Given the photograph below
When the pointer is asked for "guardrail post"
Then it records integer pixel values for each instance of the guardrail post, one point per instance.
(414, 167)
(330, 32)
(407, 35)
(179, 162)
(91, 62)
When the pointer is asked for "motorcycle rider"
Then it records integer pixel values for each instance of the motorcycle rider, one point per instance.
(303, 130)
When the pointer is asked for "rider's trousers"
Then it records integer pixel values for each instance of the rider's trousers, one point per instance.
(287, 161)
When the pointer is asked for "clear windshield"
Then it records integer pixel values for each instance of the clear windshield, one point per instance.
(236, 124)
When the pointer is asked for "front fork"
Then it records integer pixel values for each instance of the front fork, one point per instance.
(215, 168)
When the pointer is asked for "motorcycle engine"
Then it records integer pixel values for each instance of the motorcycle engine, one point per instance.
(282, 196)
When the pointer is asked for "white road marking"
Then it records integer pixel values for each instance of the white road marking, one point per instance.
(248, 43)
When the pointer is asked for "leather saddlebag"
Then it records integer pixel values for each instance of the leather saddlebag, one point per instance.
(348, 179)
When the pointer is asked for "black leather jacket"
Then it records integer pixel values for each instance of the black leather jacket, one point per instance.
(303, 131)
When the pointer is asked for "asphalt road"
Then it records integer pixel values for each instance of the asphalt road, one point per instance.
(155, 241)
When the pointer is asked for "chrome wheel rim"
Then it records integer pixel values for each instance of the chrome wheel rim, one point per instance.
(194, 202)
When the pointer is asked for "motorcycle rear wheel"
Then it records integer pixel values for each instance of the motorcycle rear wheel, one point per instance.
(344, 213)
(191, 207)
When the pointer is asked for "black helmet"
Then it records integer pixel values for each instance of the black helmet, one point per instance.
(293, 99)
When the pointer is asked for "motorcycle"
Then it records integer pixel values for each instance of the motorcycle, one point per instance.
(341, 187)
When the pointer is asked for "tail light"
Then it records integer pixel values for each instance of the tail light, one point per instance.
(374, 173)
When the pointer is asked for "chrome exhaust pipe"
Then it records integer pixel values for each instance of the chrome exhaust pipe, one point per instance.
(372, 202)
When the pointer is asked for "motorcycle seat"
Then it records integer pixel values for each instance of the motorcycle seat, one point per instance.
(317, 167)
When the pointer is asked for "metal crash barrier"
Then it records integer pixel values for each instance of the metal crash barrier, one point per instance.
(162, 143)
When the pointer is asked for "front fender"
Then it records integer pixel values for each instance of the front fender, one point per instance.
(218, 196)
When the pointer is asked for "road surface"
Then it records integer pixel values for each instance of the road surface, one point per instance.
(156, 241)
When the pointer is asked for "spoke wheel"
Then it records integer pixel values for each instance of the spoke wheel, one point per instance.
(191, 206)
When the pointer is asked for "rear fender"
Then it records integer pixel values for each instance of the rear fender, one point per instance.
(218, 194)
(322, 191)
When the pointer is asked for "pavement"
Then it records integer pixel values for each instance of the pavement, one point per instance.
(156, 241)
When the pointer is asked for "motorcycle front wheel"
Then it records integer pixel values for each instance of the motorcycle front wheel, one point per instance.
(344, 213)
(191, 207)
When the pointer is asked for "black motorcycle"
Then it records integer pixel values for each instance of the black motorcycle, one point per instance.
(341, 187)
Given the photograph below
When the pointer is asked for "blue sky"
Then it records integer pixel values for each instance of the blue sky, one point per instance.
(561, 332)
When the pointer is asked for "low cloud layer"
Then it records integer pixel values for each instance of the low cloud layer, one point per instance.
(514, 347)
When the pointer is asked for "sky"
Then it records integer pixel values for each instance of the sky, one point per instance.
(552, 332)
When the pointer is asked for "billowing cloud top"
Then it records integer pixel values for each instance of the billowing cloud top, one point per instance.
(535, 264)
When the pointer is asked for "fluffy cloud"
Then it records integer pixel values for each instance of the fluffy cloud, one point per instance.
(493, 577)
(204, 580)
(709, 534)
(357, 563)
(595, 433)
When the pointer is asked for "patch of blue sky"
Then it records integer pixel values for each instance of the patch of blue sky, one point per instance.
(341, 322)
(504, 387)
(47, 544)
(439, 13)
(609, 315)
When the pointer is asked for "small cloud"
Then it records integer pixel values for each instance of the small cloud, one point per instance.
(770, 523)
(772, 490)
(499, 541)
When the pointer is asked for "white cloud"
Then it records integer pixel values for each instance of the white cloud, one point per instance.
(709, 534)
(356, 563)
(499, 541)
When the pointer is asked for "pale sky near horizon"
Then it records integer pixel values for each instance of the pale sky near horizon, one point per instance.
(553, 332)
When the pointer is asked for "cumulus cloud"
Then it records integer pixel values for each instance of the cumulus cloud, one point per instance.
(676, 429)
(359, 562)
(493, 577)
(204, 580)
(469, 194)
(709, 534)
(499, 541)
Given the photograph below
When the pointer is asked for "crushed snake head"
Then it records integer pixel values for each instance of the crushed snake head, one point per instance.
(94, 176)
--*--
Using the listing above, retype each line exactly.

Given the photograph below
When the pointer is asked for "guardrail post"
Then it records integer pixel values for each instance of the guardrail post, one point per instance.
(414, 167)
(330, 32)
(407, 35)
(179, 162)
(91, 62)
When the pointer is asked for "motorcycle rider"
Then it records integer pixel values for each instance of the motorcycle rider, one point per instance.
(303, 130)
When the pointer is asked for "rider's trousers"
Then it records integer pixel values for each instance of the rider's trousers, one point per instance.
(287, 161)
When the pointer is asked for "clear windshield"
Then it records integer pixel values for each instance of the clear windshield, one point per instance.
(236, 124)
When the pointer is asked for "front fork"
Then it records integer pixel values for each instance of the front fork, one point per instance.
(215, 168)
When the pointer is asked for "motorcycle engine"
Then it records integer pixel values for each instance of the motorcycle engine, one point per instance.
(282, 196)
When the pointer is asked for "white road marking"
Then it records integer pixel values for each instance of the white road marking, one point per instance.
(248, 43)
When the pointer is asked for "leather saddlebag"
Then it records integer pixel values for each instance of the leather saddlebag, one point per instance.
(348, 179)
When the pointer is asked for "black leather jacket"
Then it records integer pixel values for each instance of the black leather jacket, one point per instance.
(303, 131)
When the pointer is asked for "asphalt road"
Then it records integer pixel values for each instance of the asphalt road, one point per instance.
(155, 241)
When the pointer is asked for "chrome wheel rim"
Then it records integer pixel values for each instance of the chrome wheel rim, one point per instance.
(194, 202)
When the pointer is asked for "motorcycle rear wheel"
Then it records integer pixel values for each instance of the motorcycle rear wheel, one point per instance.
(344, 213)
(191, 207)
When the pointer is asked for "black helmet"
Then it records integer pixel values for each instance of the black helmet, one point per instance.
(293, 99)
When the pointer is asked for "motorcycle"
Then it records integer pixel values for each instance of the motorcycle, one point per instance.
(341, 187)
When the pointer is asked for "tail light"
Then it records integer pixel values for each instance of the tail light, one point per instance.
(374, 173)
When the pointer is asked for "chrome exhaust pipe"
Then it records integer pixel values for each instance of the chrome exhaust pipe, one point per instance.
(372, 202)
When the pointer is asked for "motorcycle seat"
Then it records integer pixel values for each instance of the motorcycle seat, one point per instance.
(317, 167)
When the pointer is asked for "metal crash barrier"
Then it records integer pixel values for each instance of the metal crash barrier, one point per instance.
(162, 143)
When the pointer is asked for "front fender"
Then it records integer pixel values for each instance of the front fender, one point per instance.
(218, 196)
When the pointer is asked for "road surface"
Then it records integer pixel values for each instance of the road surface, one point per instance.
(156, 241)
When the pointer is asked for "spoke wheel"
Then it records integer pixel values for each instance of the spoke wheel, one point per instance.
(191, 206)
When the pointer is asked for "rear fender"
Then it records integer pixel values for each instance of the rear fender, one point per instance.
(218, 194)
(322, 191)
When the pointer is asked for "pavement"
Then it records integer pixel values for each instance of the pavement, one point per instance.
(156, 241)
When the pointer is asked for "motorcycle front wheel"
Then it records integer pixel values for each instance of the motorcycle front wheel, one point per instance.
(344, 213)
(191, 207)
When the pointer is asked for "black motorcycle"
Then it records integer pixel values for each instance of the black motorcycle, one point per instance.
(341, 187)
Given the photograph below
When the pointer is asked for "blue sky"
Then it records integer pixel values for each instance of the blue sky, one point per instance.
(561, 332)
When the pointer is asked for "low cloud layer"
Then it records integer pixel values for each instance of the low cloud layer, one point per instance.
(514, 347)
When the pointer is asked for "sky"
Then it records integer pixel values for each instance of the sky, one point per instance.
(552, 332)
When the pointer is asked for "billowing cloud top"
Then it records integer pixel values for each instance of the billowing cloud top, one point per instance.
(535, 264)
When the pointer is asked for "fluffy cloud"
Then it records integer pixel values for each instance of the fluffy cloud, one point per instance.
(493, 577)
(204, 580)
(709, 534)
(357, 563)
(595, 433)
When the pointer is asked for "patch of blue sky"
Then it records integer pixel values for each instance of the patch of blue sky, one point per instance.
(341, 322)
(504, 387)
(47, 544)
(439, 13)
(609, 315)
When the pointer is asked for "small cloud"
Then it records integer pixel values for each instance of the small cloud, one point per instance.
(770, 523)
(772, 490)
(499, 541)
When the pointer is asked for "white cloud"
Then it records integer pixel values for each instance of the white cloud, one point per instance.
(709, 534)
(356, 563)
(499, 541)
When the pointer is asked for "pale sky near horizon"
Then it records integer pixel values for each instance of the pale sky near horizon, one point per instance.
(553, 332)
When the pointer is asked for "cumulus cloud"
Then it records integer pixel values for each instance of the cumulus cloud, one point per instance.
(676, 429)
(359, 562)
(493, 577)
(204, 580)
(469, 194)
(709, 534)
(499, 541)
Given the photograph below
When the pointer is asked for "crushed snake head"
Then it records integer pixel values for each instance of the crushed snake head, one point per instance.
(94, 176)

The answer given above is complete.